**TASKS TO PERFORM**
1 - Summarize the essay on college drinking culture in two sentences.
2 - List every alcoholic drink that the essay on college drinking culture names specifically.
3 - According to the essay on college drinking culture, which season is everyone's favorite?

I'll be the first one to admit there's nothing I love more than a fun Saturday night with friends at the bars. I love to grab myself a fruity drink and dance and have fun with some of my favorite people in the world. Some of my best college memories have been paired with one too many vodka cranberries. I also am a huge wine fan—sometimes, all I need after a long day slaving away at the lib is a glass of wine and my favorite Netflix show.
I drink, and I have nothing against drinking, but I think the college mindset around drinking is far from OK.
First, we have to address just how much college glorifies underage drinking. It's part of the "college experience" to get blackout drunk on a Friday night at a frat house surrounded by people you don't know. Tailgate season is everyone's favorite season because with tailgates comes downing Natty Lights and Strawberitas or vodka in a water bottle that you snuck out of your dorm at noon on a Saturday. There's SO much hype around drinking in college, especially during your freshman year, that sometimes I think we truly forget that drinking underage is ILLEGAL. Buying alcohol for your eighteen-year-old friend is ILLEGAL. Once again, I know I can't be one to talk, but it still sincerely bothers me just how much the college experience hypes up illegal activity.

**SOURCE MATERIAL**

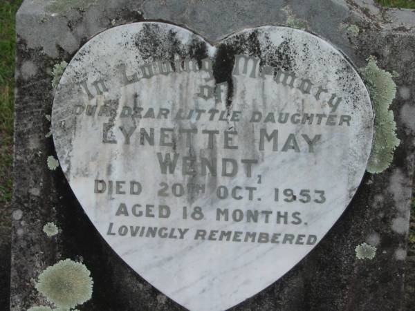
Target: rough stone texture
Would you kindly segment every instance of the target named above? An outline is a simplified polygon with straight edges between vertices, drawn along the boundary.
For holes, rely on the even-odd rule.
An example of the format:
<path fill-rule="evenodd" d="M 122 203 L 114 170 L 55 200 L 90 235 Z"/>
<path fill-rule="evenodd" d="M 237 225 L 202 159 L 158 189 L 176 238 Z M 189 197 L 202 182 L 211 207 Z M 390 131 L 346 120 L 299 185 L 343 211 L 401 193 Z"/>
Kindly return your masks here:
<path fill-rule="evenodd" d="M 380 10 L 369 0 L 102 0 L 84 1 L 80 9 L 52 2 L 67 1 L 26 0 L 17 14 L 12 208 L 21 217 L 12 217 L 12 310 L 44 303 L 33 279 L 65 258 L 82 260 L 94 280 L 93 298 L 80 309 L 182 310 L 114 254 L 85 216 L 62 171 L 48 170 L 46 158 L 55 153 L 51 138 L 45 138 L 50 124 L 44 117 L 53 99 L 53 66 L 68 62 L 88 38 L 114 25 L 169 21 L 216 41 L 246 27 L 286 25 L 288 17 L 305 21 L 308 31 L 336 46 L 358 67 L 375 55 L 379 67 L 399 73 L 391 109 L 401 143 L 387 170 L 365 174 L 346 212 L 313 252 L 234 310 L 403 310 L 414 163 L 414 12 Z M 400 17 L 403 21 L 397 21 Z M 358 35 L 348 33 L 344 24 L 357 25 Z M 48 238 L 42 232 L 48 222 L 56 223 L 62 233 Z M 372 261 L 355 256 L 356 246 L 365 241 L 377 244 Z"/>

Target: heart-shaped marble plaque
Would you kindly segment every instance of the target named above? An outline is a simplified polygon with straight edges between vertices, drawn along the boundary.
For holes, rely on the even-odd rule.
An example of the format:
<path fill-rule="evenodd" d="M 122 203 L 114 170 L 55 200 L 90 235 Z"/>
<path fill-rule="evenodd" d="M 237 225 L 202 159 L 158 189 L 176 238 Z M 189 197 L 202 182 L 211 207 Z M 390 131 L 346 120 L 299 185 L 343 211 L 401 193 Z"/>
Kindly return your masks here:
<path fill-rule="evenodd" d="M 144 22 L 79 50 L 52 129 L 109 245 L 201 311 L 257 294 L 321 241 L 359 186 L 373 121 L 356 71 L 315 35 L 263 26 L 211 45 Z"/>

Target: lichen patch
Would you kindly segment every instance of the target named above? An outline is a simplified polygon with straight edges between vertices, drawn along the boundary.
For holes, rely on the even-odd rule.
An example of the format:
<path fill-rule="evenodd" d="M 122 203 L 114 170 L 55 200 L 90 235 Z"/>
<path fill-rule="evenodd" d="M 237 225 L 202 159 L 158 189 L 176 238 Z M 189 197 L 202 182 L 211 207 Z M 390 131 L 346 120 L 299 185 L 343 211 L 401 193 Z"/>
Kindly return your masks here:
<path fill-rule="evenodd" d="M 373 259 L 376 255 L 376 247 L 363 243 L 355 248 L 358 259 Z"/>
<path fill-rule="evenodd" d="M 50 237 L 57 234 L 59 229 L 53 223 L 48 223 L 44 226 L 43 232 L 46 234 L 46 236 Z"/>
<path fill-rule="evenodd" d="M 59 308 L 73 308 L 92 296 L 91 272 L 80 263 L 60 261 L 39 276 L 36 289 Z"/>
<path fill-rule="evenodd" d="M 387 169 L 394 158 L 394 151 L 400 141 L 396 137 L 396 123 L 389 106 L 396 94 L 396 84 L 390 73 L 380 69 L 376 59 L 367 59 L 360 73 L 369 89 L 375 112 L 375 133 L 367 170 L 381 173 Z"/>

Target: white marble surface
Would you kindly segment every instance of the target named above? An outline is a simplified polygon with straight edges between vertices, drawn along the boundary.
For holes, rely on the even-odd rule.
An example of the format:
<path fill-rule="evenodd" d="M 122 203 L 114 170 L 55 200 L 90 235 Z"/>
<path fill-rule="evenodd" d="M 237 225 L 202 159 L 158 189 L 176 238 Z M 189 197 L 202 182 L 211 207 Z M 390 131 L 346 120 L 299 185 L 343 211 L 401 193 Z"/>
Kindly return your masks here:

**TASK RESPONSES**
1 - The writer enjoys drinking, from nights out at the bars to a glass of wine after a long day, and has nothing against it. Still, the writer argues that the college mindset around drinking is far from OK, because college glorifies and hypes up underage drinking even though it is illegal.

2 -
- Vodka cranberries
- Wine
- Natty Lights
- Strawberitas
- Vodka (in a water bottle)

3 - Tailgate season.